◆ EXERCISE BRIEF ◆
Copy each line exactly.

-------- RECORDS FOR THE TASK

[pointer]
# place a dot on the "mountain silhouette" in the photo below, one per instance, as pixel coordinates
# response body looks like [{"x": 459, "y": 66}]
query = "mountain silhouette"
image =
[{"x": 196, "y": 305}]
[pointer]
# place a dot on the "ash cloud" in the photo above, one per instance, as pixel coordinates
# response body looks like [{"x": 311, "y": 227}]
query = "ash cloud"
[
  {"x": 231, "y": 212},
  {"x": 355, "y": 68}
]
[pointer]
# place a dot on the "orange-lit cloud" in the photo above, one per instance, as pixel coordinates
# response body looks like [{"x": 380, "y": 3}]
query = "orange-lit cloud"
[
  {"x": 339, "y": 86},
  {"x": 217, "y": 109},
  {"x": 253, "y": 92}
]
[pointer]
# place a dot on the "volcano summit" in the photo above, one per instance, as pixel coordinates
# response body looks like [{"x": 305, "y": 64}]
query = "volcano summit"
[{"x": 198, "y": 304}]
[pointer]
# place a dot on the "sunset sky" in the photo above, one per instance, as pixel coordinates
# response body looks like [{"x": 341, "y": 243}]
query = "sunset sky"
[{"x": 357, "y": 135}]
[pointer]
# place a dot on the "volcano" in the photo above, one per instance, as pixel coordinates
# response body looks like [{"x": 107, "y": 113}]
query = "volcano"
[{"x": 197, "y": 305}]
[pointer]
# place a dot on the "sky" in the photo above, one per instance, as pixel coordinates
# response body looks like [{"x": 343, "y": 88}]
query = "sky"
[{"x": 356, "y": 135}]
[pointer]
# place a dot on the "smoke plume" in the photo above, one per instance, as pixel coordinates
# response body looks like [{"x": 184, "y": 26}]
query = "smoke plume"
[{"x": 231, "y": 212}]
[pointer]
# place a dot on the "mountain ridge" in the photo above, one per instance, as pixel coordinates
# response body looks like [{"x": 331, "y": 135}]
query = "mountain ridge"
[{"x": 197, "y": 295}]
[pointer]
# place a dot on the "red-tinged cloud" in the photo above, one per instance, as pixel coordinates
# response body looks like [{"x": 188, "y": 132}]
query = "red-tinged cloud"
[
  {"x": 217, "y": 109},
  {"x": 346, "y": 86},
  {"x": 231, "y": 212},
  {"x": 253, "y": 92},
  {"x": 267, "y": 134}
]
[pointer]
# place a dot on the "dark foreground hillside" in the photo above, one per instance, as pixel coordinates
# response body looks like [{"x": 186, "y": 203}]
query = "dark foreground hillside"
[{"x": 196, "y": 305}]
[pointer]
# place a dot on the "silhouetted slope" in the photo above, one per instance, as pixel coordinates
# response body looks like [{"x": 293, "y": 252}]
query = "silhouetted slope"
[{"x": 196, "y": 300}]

----------------

◆ OUTPUT ◆
[pointer]
# place a dot on the "mountain silhouette" in the photo below, one per instance, as pixel coordinates
# response body looks like [{"x": 459, "y": 66}]
query = "mountain silhouette"
image =
[{"x": 196, "y": 305}]
[pointer]
# place a dot on the "ash cloud" in the photo above, one per instance, as pixel coordinates
# response body looks like [{"x": 311, "y": 227}]
query = "ash cloud"
[
  {"x": 231, "y": 212},
  {"x": 355, "y": 68}
]
[pointer]
# place a dot on the "orange-lit cloud" in the photo above, one per instance, as pixel coordinates
# response body looks like [{"x": 380, "y": 3}]
query = "orange-lit cloud"
[
  {"x": 339, "y": 86},
  {"x": 217, "y": 109},
  {"x": 253, "y": 92}
]
[pointer]
# place a dot on the "volcano summit" in the photo above, one per instance, as pixel coordinates
# response body looks like [{"x": 305, "y": 64}]
query = "volcano summit"
[{"x": 198, "y": 304}]
[pointer]
# place a dot on the "sunset sky" in the photo above, one per instance, as pixel coordinates
# response body looks like [{"x": 341, "y": 243}]
query = "sunset sky"
[{"x": 357, "y": 135}]
[pointer]
# place a dot on the "volcano" in the photo above, one per instance, as pixel coordinates
# response body looks like [{"x": 107, "y": 113}]
query = "volcano"
[{"x": 197, "y": 305}]
[pointer]
# place a dot on the "sky" in the photo above, one per instance, as pixel coordinates
# response body looks like [{"x": 343, "y": 88}]
query = "sky"
[{"x": 356, "y": 135}]
[pointer]
# place a dot on the "smoke plume" in the photo above, one per instance, as pixel coordinates
# response body looks like [{"x": 184, "y": 26}]
query = "smoke plume"
[{"x": 231, "y": 212}]
[pointer]
# place a dot on the "mountain ridge" in the photo above, one per instance, as pixel coordinates
# response body looks like [{"x": 331, "y": 135}]
query = "mountain ridge"
[{"x": 197, "y": 295}]
[pointer]
# place a dot on the "red-tinged cloud" in the photo above, one per instance, as pixel coordinates
# response body looks like [{"x": 188, "y": 132}]
query = "red-tinged cloud"
[
  {"x": 217, "y": 109},
  {"x": 346, "y": 86},
  {"x": 231, "y": 212},
  {"x": 253, "y": 92},
  {"x": 267, "y": 134}
]
[pointer]
# place a dot on the "dark foreground hillside" in the photo above, one per instance, as pixel coordinates
# response body looks like [{"x": 186, "y": 203}]
query = "dark foreground hillside"
[{"x": 196, "y": 305}]
[pointer]
# place a dot on the "silhouetted slope" in the photo above, one per instance, as pixel coordinates
# response body looks like [{"x": 293, "y": 252}]
query = "silhouetted slope"
[{"x": 196, "y": 300}]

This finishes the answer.